---- TEXT TO READ

Winnipeg Free Press - PRINT EDITION
Folk trio's formation didn't start off with SMOOTH SAILING
Red Moon Road started with a splash.
The idea to form the local roots band was hatched when Daniel Jordan and Daniel Peloquin-Hopfner ended up in the drink after a boat overturned in Lake of the Woods. They were friends before, but truly bonded after breaking into a stranger's cabin to stay warm.
"We flipped the sail boat and we couldn't get back, so we broke into a guy's place so we wouldn't get hypothermia," Jordan says. "We had some time to talk and forming a folk band was the only choice."
The two Daniels actually didn't like each other much when they first met, a couple of years before the 2010 accident. Peloquin-Hopfner was dating one of Jordan's friends and they merely tolerated each other in the beginning. Eventually, they found common ground in music -- Jordan was in party band Retro Rhythm Revue and played solo sets as singer-songwriter Johnny Moonbeam, while Peloquin-Hopfner played in prog-metal outfit Entre Parentheses -- and started hanging out without the girl in the middle, which led to their Lake of the Woods adventure and the beginning of Red Moon Road.

--------
---- DATASET ENTRIES

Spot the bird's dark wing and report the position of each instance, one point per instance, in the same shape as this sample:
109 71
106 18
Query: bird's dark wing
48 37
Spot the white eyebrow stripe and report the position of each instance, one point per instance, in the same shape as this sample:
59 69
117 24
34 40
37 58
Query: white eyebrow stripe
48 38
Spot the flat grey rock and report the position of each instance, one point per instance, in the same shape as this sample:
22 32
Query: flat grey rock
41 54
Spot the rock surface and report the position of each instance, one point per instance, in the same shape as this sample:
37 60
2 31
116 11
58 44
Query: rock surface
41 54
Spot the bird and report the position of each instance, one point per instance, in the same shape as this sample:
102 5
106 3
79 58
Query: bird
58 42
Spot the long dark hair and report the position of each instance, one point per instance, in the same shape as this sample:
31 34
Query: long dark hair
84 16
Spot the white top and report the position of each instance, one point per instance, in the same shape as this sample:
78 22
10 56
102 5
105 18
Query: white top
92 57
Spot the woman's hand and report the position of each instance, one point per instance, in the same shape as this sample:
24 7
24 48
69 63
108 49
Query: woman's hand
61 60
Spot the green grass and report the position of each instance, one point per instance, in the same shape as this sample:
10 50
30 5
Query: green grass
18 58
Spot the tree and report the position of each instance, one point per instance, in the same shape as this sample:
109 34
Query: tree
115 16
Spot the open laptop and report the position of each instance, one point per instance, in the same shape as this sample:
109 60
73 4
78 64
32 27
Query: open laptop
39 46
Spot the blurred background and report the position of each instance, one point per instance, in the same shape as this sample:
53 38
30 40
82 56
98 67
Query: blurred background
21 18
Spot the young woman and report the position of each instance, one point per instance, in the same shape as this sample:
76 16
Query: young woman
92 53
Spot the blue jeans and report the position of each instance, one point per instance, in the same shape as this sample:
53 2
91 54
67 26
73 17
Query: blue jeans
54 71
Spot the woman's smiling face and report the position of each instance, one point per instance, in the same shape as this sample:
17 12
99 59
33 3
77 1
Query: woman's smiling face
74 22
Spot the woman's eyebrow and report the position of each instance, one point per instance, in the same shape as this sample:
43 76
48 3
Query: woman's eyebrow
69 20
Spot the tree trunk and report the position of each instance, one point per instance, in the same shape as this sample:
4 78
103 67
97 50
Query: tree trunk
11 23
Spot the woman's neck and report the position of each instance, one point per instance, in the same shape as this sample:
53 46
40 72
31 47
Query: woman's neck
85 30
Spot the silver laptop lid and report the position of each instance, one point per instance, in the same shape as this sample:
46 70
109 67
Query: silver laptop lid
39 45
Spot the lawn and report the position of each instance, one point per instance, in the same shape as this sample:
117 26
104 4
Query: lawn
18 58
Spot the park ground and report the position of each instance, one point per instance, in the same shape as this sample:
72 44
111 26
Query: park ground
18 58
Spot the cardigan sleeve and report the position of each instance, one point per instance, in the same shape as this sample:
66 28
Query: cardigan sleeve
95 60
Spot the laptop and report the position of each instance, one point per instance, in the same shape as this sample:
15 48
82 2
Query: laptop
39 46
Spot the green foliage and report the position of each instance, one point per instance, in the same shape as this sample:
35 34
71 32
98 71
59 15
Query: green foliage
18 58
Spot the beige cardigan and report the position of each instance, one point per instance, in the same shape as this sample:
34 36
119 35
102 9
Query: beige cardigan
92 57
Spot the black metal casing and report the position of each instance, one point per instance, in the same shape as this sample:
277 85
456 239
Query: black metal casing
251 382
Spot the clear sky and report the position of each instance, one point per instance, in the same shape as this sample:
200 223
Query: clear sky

--------

(TASKS TO COMPLETE):
1 - In the Red Moon Road article, what band did Peloquin-Hopfner play in before the group formed?
2 - Duplicate the stretch of the Red Moon Road article from "Winnipeg Free Press" through "to stay warm.".
3 - Go on with the Red Moon Road article from its last sentence.

(THE ANSWERS):
1 - He played in the prog-metal outfit Entre Parentheses.

2 -
Winnipeg Free Press - PRINT EDITION
Folk trio's formation didn't start off with SMOOTH SAILING
Red Moon Road started with a splash.
The idea to form the local roots band was hatched when Daniel Jordan and Daniel Peloquin-Hopfner ended up in the drink after a boat overturned in Lake of the Woods. They were friends before, but truly bonded after breaking into a stranger's cabin to stay warm.

3 -
The duo recruited some other local musicians into the fold and released a five-song EP. The lineup evolved and devolved until the pair met Sheena Rattai, vocalist of funk band the Solutions and leader of her own project, dubbed Sheena.
Rattai came on board last summer and only played a handful of shows with her new bandmates before they hit the studio to record their debut self-titled album, being released Saturday at the West End Cultural Centre with Bog River and Neon Donkey (tickets are $15.25 at Ticketmaster and the WECC).
The album was recorded with Doc Walker guitarist Murray Pulver and at Don Benedictson's studio, located in a straw-bale house in Roseisle.
"What's really nice is you come up Don's driveway and the cellphone reception gives out, so you're out there in a bubble, which is conducive to being productive," Jordan says.
Just because their phones didn't work didn't mean they were cut off from communicating with the outside world. The studio has a high-speed Internet connection and Skype, which came in handy when filling out some sounds on the album.
The group is a trio, but the album features numerous guests from across North American who submitted their contributions via emailed files. They have some pedal-steel guitar on the album performed by an artist in Vancouver; a musician in Nashville played all the instruments that make up a string quartet -- two violins, a cello and viola; and Calvin Vollrath, who lives in Alberta, contributed some fiddle.
"We have people playing on our album we've never met. It was really cool. For me, this blew my mind, but for Murray and Don, that's how things go these days," Jordan says.
Their out-of-town collaborators won't be at the show, but Red Moon Road will be joined onstage Saturday by numerous guests, including Pulver, Benedictson and members of their "extended band," bassist Luke Sellick and violinist Beth Hamilton, who are a regular part of the group's live show.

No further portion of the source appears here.